## WHAT TO WORK ON
Please write out every record below exactly as it stands.

DATA SUPPLIED: Begin

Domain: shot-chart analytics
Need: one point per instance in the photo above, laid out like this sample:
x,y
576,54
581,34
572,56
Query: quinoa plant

DATA SUPPLIED: End

## TASK RESPONSE
Domain: shot-chart analytics
Need: one point per instance in the photo above, laid out like this sample:
x,y
576,54
581,34
572,56
Query: quinoa plant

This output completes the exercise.